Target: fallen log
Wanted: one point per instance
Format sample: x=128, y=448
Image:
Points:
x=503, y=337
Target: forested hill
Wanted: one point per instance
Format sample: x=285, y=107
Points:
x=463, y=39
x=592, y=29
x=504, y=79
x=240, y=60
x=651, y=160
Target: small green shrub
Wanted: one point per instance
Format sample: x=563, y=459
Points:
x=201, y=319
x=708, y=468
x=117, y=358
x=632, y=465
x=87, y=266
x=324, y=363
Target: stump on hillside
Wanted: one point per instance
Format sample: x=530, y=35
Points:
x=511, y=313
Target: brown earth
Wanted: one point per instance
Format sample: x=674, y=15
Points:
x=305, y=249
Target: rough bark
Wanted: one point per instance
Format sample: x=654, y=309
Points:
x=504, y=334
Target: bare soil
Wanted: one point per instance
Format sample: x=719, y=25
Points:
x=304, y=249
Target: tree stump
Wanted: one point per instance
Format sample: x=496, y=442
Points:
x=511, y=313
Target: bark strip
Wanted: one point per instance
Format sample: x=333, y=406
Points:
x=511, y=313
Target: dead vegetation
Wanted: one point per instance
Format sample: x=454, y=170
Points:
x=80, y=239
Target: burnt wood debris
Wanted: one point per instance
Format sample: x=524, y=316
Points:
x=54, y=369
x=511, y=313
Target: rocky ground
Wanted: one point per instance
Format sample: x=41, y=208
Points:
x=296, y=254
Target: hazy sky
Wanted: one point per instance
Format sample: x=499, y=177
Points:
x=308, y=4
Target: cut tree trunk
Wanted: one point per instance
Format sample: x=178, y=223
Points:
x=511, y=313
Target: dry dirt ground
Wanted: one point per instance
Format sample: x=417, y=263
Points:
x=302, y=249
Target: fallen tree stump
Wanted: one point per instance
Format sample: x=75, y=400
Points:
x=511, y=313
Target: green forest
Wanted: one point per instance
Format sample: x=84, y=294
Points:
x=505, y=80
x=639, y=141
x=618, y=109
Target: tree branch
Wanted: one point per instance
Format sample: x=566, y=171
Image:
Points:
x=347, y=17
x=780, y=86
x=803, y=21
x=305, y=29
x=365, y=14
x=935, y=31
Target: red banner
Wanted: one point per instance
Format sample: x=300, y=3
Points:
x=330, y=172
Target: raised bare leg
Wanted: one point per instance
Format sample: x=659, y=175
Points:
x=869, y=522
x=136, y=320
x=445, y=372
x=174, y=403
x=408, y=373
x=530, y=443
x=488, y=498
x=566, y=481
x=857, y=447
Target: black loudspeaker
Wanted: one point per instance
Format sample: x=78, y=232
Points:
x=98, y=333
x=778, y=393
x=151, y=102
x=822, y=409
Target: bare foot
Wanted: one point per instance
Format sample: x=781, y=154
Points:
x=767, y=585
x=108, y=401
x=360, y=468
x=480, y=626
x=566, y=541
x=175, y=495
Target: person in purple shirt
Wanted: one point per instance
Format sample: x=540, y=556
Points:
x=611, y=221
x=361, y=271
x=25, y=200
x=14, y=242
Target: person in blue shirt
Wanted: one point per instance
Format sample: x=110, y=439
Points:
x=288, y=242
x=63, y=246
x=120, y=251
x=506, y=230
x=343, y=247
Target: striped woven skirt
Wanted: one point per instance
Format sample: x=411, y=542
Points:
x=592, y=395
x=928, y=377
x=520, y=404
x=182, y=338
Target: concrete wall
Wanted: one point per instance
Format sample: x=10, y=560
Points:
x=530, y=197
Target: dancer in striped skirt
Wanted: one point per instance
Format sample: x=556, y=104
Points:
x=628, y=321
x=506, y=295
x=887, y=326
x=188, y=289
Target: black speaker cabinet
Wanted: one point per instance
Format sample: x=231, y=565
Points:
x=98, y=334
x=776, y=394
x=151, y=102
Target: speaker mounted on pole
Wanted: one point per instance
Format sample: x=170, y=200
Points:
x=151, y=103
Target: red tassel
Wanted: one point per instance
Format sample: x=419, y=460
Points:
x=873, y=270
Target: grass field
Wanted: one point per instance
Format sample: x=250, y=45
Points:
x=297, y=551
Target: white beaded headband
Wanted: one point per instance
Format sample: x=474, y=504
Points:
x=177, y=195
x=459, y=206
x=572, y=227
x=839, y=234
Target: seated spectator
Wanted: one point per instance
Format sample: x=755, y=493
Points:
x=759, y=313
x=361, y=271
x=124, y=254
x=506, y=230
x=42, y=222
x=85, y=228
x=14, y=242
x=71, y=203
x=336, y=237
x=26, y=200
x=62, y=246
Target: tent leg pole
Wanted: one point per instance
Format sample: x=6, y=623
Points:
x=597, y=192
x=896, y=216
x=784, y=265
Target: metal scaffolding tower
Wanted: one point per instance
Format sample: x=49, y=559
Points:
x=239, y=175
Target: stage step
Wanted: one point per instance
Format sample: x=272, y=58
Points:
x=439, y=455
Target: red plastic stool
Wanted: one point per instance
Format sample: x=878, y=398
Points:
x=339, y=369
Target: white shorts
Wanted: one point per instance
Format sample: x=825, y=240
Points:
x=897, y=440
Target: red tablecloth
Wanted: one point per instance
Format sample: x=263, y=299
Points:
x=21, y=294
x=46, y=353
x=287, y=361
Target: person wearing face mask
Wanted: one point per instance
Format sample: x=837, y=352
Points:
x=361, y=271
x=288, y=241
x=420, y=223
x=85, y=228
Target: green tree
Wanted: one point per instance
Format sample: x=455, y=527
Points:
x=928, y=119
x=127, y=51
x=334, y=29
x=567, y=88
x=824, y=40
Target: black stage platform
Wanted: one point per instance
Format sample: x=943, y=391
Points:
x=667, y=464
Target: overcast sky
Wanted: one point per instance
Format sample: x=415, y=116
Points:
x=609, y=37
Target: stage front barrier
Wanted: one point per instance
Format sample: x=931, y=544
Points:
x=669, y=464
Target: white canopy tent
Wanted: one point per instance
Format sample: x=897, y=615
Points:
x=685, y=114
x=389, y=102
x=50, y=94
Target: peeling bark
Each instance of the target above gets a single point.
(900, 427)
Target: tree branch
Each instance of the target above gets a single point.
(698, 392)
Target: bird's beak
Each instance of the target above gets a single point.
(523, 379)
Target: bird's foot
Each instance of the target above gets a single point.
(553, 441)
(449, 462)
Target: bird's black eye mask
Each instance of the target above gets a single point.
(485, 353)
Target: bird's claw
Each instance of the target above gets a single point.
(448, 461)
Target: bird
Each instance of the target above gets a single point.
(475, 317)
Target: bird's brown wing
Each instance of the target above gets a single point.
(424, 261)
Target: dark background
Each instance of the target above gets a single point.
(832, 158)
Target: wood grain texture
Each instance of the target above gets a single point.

TRY IT
Every entry is to be returned exactly, with nothing dropped.

FINISHED EXERCISE
Target: fallen log
Wanted: one point per instance
Format sample: x=128, y=448
Image:
Points:
x=503, y=337
Target: forested hill
Wanted: one point per instance
Format sample: x=285, y=107
Points:
x=463, y=39
x=592, y=29
x=504, y=79
x=240, y=60
x=651, y=160
Target: small green shrub
Wanted: one point per instance
Format sample: x=563, y=459
Points:
x=201, y=319
x=708, y=468
x=117, y=358
x=632, y=465
x=87, y=266
x=324, y=363
Target: stump on hillside
Wanted: one point per instance
Format sample: x=530, y=35
Points:
x=511, y=313
Target: brown earth
Wanted: one point per instance
Format sample: x=674, y=15
Points:
x=305, y=249
Target: rough bark
Wanted: one point per instance
Format sample: x=654, y=309
Points:
x=504, y=334
Target: bare soil
Wanted: one point per instance
Format sample: x=719, y=25
Points:
x=304, y=249
Target: tree stump
Wanted: one point per instance
Format sample: x=496, y=442
Points:
x=511, y=313
Target: bark strip
Wanted: one point per instance
Format sample: x=333, y=406
Points:
x=511, y=313
Target: dead vegetation
Wanted: one point per instance
Format sample: x=454, y=170
Points:
x=80, y=239
Target: burnt wood debris
Wanted: one point per instance
Format sample: x=524, y=316
Points:
x=54, y=369
x=511, y=313
Target: rocky ground
Wanted: one point per instance
Format sample: x=41, y=208
Points:
x=296, y=254
Target: hazy sky
Wanted: one point per instance
Format sample: x=499, y=177
Points:
x=308, y=4
Target: cut tree trunk
Wanted: one point per instance
Format sample: x=178, y=223
Points:
x=511, y=313
Target: dry dirt ground
Wanted: one point per instance
Format sample: x=417, y=263
Points:
x=302, y=249
Target: fallen tree stump
Wanted: one point per instance
Format sample: x=75, y=400
Points:
x=511, y=313
Target: green forest
Wanted: one point per instance
Format sample: x=84, y=294
Points:
x=505, y=80
x=639, y=141
x=618, y=109
Target: tree branch
Wanted: one point per instance
Format sample: x=566, y=171
Image:
Points:
x=347, y=17
x=780, y=86
x=803, y=21
x=305, y=29
x=365, y=14
x=935, y=31
Target: red banner
Wanted: one point per instance
Format sample: x=300, y=3
Points:
x=330, y=172
Target: raised bare leg
Wanted: one point per instance
Format sample: x=659, y=175
Points:
x=869, y=522
x=136, y=320
x=445, y=372
x=174, y=403
x=408, y=373
x=530, y=443
x=488, y=498
x=566, y=481
x=857, y=447
Target: black loudspeaker
Wanted: one point per instance
Format sample: x=78, y=232
Points:
x=98, y=333
x=778, y=393
x=151, y=102
x=822, y=409
Target: bare foot
Wanted: one point per instance
Format sample: x=781, y=154
Points:
x=767, y=585
x=108, y=401
x=360, y=468
x=480, y=626
x=566, y=541
x=175, y=495
Target: person in purple shirt
Wanted: one point per instance
Format sample: x=540, y=556
Points:
x=611, y=221
x=361, y=271
x=25, y=200
x=14, y=242
Target: person in blue shirt
Wanted: one point per instance
Format sample: x=110, y=439
Points:
x=288, y=242
x=63, y=246
x=120, y=251
x=506, y=230
x=343, y=247
Target: striped woven skirt
Wanted: one point per instance
Format sample: x=411, y=542
Points:
x=592, y=395
x=928, y=377
x=520, y=404
x=182, y=338
Target: concrete wall
Wanted: one point per instance
Format sample: x=10, y=560
Points:
x=530, y=197
Target: dancer in striped skirt
Wanted: one point per instance
Format sample: x=556, y=104
Points:
x=628, y=321
x=506, y=295
x=887, y=326
x=188, y=289
Target: black speaker cabinet
Wanted: one point per instance
Format sample: x=231, y=565
Points:
x=98, y=334
x=776, y=394
x=151, y=102
Target: speaker mounted on pole
Wanted: one point per instance
Format sample: x=170, y=200
Points:
x=151, y=103
Target: red tassel
Wanted: one point per instance
Format sample: x=419, y=460
Points:
x=873, y=270
Target: grass field
Wanted: one point per instance
Format sample: x=250, y=45
Points:
x=297, y=551
Target: white beaded headband
Wanted: one point per instance
Format sample: x=474, y=504
Points:
x=177, y=195
x=459, y=206
x=572, y=227
x=839, y=234
Target: seated spectator
Wanted: one point per instance
Format sample: x=755, y=493
Points:
x=759, y=313
x=361, y=271
x=124, y=254
x=506, y=230
x=42, y=222
x=85, y=228
x=14, y=242
x=71, y=203
x=336, y=237
x=26, y=200
x=62, y=246
Target: tent leg pole
Wanted: one point per instance
Format sample: x=6, y=623
Points:
x=597, y=192
x=896, y=216
x=784, y=265
Target: metal scaffolding tower
Wanted: one point per instance
Format sample: x=49, y=559
Points:
x=239, y=175
Target: stage step
Wanted: one point per instance
Format sample: x=272, y=58
Points:
x=439, y=455
Target: red plastic stool
Wanted: one point per instance
Format sample: x=878, y=398
Points:
x=339, y=369
Target: white shorts
Wanted: one point per instance
Format sample: x=825, y=240
Points:
x=897, y=440
Target: red tablecloth
Wanted: one point per instance
Format sample: x=263, y=299
Points:
x=21, y=294
x=46, y=353
x=287, y=361
Target: person wearing face mask
Wanted: one point per instance
Format sample: x=837, y=352
Points:
x=361, y=271
x=288, y=241
x=420, y=223
x=85, y=228
Target: green tree
Wanted: one point per instance
Format sample: x=455, y=527
Points:
x=928, y=119
x=127, y=51
x=334, y=29
x=567, y=88
x=824, y=40
Target: black stage platform
Wanted: one point per instance
Format sample: x=943, y=391
Points:
x=667, y=464
Target: overcast sky
Wanted: one point per instance
Format sample: x=415, y=116
Points:
x=609, y=37
Target: stage front barrier
Wanted: one point per instance
Format sample: x=931, y=544
Points:
x=669, y=464
Target: white canopy tent
Wanted: one point per instance
Format sample: x=897, y=615
Points:
x=685, y=114
x=389, y=102
x=50, y=94
Target: peeling bark
Each instance of the target above gets a single point.
(900, 427)
Target: tree branch
Each instance of the target above gets a single point.
(698, 392)
Target: bird's beak
Each instance of the target above gets a single point.
(523, 379)
Target: bird's foot
Each instance of the target above gets a single point.
(553, 441)
(449, 462)
Target: bird's black eye mask
Each instance of the target above gets a single point.
(485, 353)
Target: bird's claw
Each instance of the target above gets a single point.
(448, 461)
Target: bird
Each instance of the target above gets a single point.
(475, 317)
Target: bird's brown wing
Each instance of the target above gets a single point.
(424, 261)
Target: dark background
Each instance of the target above gets a single point.
(832, 158)
Target: wood grain texture
Each instance of the target above gets a single point.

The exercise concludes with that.